>> Start SUPPLIED ENTRIES

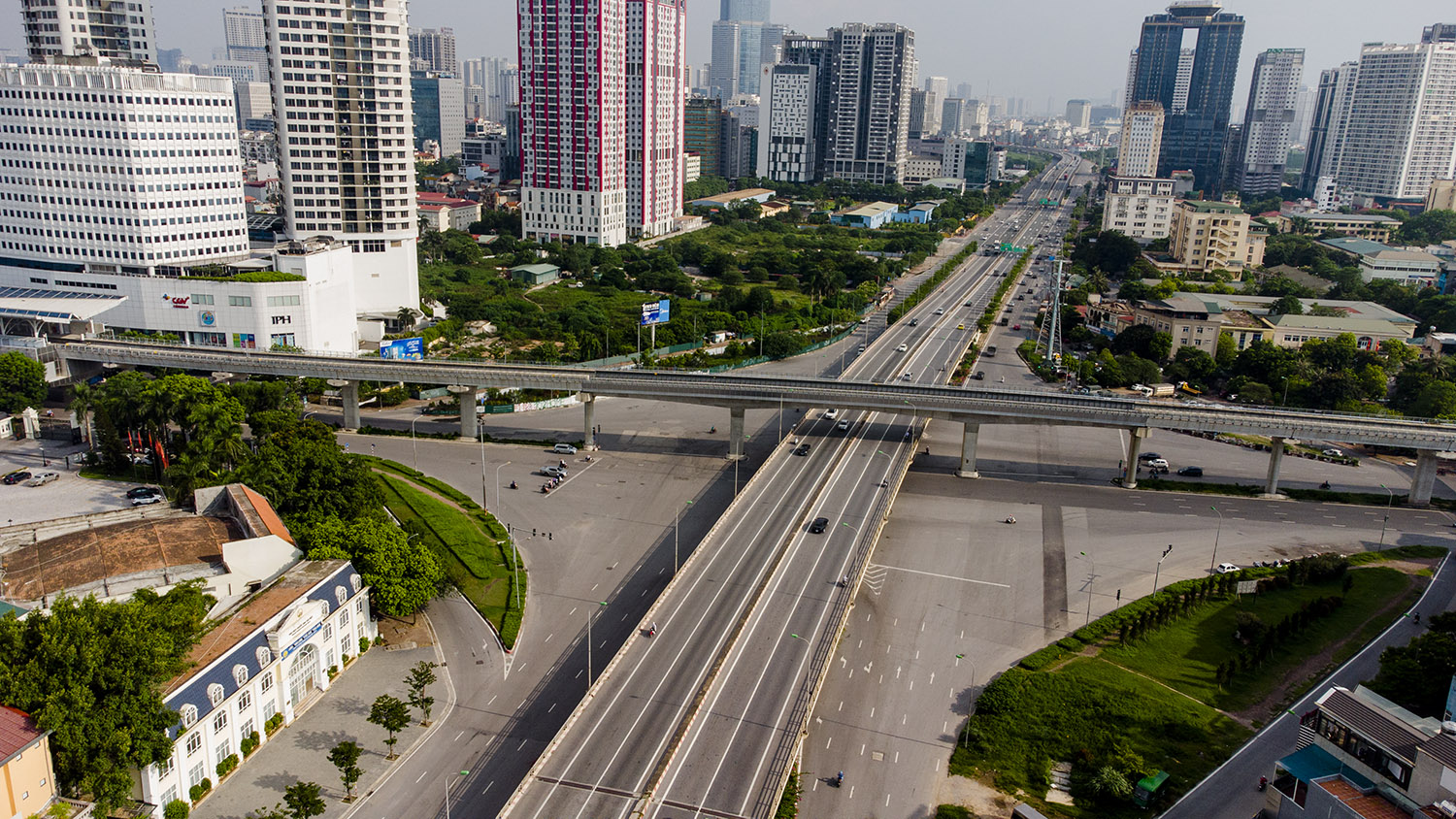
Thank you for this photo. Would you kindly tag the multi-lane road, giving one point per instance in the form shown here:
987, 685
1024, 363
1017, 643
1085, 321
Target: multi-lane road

>> End SUPPLIED ENTRIES

WHAT THE EXERCISE ASKS: Copy out every line of the records above word for word, leaving out the pictures.

CORRECT ANSWER:
Thank you for this photo. Would you kindly tag the multi-lane road, giving one point per instance in the form shown here:
987, 685
1024, 363
1017, 643
1085, 321
Target: multi-lane road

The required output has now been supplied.